» WORKING DATA
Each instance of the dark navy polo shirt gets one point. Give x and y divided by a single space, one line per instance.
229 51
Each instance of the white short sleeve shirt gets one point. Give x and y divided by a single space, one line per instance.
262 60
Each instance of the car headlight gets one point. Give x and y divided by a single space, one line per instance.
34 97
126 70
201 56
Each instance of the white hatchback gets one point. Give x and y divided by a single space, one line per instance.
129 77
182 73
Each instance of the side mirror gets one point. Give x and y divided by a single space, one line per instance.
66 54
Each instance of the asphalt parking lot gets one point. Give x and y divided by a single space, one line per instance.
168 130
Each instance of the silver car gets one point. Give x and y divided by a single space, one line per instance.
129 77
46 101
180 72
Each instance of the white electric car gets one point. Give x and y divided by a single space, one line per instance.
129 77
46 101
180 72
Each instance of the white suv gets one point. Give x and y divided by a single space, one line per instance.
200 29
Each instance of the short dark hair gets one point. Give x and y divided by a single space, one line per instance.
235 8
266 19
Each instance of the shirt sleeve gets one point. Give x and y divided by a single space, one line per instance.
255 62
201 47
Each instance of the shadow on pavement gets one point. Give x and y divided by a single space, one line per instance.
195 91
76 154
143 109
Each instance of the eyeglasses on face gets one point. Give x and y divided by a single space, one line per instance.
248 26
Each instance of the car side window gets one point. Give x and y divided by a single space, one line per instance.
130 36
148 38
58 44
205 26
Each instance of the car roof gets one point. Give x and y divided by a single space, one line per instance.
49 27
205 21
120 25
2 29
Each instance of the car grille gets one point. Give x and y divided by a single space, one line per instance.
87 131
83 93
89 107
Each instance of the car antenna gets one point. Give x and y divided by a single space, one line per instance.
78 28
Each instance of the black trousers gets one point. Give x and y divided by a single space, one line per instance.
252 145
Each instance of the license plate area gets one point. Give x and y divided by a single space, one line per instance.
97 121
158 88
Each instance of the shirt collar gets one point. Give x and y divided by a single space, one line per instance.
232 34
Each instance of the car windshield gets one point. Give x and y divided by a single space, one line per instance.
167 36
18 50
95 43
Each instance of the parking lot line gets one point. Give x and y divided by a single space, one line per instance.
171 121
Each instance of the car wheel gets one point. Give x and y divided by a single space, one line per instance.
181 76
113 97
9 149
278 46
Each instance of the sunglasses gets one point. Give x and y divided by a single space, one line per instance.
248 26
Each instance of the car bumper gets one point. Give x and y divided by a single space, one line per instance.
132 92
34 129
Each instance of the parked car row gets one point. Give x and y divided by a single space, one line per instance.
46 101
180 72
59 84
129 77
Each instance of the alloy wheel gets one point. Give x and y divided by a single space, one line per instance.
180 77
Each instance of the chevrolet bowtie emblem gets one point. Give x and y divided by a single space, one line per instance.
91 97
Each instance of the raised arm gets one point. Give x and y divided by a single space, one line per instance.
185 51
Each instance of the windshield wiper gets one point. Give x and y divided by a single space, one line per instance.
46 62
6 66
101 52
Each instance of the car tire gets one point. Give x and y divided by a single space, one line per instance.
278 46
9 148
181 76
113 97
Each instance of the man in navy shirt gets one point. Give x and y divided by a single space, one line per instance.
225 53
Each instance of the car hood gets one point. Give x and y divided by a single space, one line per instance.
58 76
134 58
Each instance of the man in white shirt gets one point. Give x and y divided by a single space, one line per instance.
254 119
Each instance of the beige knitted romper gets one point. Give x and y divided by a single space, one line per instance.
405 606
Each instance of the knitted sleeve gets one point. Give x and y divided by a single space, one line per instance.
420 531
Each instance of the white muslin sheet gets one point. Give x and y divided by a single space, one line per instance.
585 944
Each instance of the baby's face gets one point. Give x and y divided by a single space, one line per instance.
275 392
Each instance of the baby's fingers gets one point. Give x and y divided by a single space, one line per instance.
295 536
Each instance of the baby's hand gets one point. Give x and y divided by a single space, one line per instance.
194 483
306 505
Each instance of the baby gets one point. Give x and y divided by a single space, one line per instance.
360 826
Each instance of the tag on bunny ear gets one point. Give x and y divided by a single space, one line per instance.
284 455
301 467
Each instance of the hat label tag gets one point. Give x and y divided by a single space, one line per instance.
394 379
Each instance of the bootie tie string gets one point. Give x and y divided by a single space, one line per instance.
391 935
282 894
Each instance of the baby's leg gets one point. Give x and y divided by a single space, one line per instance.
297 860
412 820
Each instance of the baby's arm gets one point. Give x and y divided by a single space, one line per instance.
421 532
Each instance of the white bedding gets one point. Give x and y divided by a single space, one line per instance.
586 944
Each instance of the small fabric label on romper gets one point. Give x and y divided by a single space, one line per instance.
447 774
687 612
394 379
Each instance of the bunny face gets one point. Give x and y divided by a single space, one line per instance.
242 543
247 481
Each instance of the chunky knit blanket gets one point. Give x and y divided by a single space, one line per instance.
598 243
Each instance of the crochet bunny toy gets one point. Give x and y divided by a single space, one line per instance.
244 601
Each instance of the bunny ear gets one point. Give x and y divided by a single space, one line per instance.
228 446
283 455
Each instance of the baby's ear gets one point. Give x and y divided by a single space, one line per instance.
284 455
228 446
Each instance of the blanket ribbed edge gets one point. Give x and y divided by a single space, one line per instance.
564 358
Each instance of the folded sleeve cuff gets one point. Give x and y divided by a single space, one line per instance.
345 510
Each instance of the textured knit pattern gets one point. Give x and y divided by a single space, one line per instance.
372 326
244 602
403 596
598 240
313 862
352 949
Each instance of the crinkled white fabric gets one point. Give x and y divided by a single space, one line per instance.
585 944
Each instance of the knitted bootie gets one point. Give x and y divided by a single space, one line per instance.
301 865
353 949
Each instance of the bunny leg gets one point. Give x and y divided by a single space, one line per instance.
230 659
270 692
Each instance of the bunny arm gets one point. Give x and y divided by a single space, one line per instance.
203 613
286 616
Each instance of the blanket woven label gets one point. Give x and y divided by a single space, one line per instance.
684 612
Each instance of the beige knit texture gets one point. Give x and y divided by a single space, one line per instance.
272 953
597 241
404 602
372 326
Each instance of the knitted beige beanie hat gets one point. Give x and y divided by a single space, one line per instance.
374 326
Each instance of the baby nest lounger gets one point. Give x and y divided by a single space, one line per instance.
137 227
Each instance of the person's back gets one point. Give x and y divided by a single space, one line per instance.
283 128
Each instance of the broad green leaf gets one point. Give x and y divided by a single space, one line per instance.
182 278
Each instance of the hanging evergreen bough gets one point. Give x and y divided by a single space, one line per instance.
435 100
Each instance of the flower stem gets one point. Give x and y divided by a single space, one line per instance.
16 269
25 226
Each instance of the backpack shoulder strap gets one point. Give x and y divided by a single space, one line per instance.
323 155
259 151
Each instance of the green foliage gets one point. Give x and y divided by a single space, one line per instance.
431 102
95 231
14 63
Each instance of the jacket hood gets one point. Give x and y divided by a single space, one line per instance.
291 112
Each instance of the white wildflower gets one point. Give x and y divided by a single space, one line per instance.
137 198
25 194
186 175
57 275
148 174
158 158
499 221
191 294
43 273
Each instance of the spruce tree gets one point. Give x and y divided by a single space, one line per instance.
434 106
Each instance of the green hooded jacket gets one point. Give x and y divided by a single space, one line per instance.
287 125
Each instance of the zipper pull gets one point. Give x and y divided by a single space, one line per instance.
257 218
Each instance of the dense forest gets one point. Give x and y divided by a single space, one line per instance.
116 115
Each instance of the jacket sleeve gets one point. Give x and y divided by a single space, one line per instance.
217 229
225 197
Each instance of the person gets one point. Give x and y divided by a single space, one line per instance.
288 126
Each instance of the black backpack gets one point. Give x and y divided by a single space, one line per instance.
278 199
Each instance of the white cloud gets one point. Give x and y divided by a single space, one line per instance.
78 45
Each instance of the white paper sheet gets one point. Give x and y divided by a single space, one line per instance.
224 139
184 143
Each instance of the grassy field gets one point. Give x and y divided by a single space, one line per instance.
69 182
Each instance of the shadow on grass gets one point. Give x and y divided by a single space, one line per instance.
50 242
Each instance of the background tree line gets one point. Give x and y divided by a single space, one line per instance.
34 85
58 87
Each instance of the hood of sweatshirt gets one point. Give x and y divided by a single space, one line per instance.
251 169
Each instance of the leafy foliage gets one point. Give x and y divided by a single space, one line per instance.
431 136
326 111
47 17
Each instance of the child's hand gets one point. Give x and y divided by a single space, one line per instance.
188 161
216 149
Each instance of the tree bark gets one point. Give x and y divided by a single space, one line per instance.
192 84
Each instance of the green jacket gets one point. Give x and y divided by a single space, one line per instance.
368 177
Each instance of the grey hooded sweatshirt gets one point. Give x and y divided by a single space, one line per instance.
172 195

» AIM OF THE TASK
What is needed is an exact copy of the lines from the one holding "Each instance of the hood" through the final line of the material.

» ANSWER BOX
Each instance of the hood of sweatshirt gets one point. Give x and y divided by a single space, one line per instance.
251 169
Each instance of the leafy foliage gets one point. Give x and y divided by a single space, one line per instance.
431 136
326 111
47 17
Each instance of the child's hand gets one point. Give x and y divided by a single space, one line per instance.
188 161
216 149
Each instance of the tree bark gets one point. Give x and y divided by a single space, one line per instance.
192 84
Each instance of the green jacket gets one point. Give x and y divided by a single space, one line per instance.
368 177
Each instance of the grey hooded sweatshirt gets one point. Give x and y divided by a single space, one line per instance.
172 195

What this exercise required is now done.